§ **THE TASKS**:
1. In the paper notes, which datasets are used besides synthetic data?
2. Reproduce the stretch of the paper notes from "2. Learns full" through "the same approach)".

§ **DOCUMENT SECTION**:
********
Category Archives: Dynamic Bayes Nets

Learning probability distributions over partially-ordered human everyday activities. Tenorth, De la Torre, Beetz. ICRA 2013

  1. Attempt “… to learn the partially ordered structure inherent in human everyday activities from observations by exploiting variability in the data.”
  2. Learns full joint probability over actions that make up a task, their partial ordering, and their parameters
  3. Can be used for classification, but also figuring out what actions are relevant to a task, what objects are used, if it was done correctly, or what is typical for an individual
  4. Use synthetic data as well as TUM Kitchen and CMU MMAC
  5. Use Bayesian Logic Nets (another paper has author overlap and uses the same approach)
  6. Common alternate approaches are HMMs, conditional random fields (CRFs), or suffix trees
    1. But these are most effective when the ordering of the subtasks are pretty fixed
    2. Also Markov assumption of HMM doesn’t really hold in the way data is often represented and may require all history information
  7. Also some other approaches for representing partial ordering
    1. <Whatever this means> “All these approaches focus only on the ordering among atomic action entities, while our system learns a distribution over the order as well as the action parameters.”
********
§ **DATASET SECTION**:
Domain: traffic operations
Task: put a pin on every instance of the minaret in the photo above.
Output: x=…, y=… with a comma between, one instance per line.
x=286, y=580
********
§ **ANSWERS TO EACH TASK**:
1. TUM Kitchen and CMU MMAC.

2.
2. Learns full joint probability over actions that make up a task, their partial ordering, and their parameters
  3. Can be used for classification, but also figuring out what actions are relevant to a task, what objects are used, if it was done correctly, or what is typical for an individual
  4. Use synthetic data as well as TUM Kitchen and CMU MMAC
  5. Use Bayesian Logic Nets (another paper has author overlap and uses the same approach)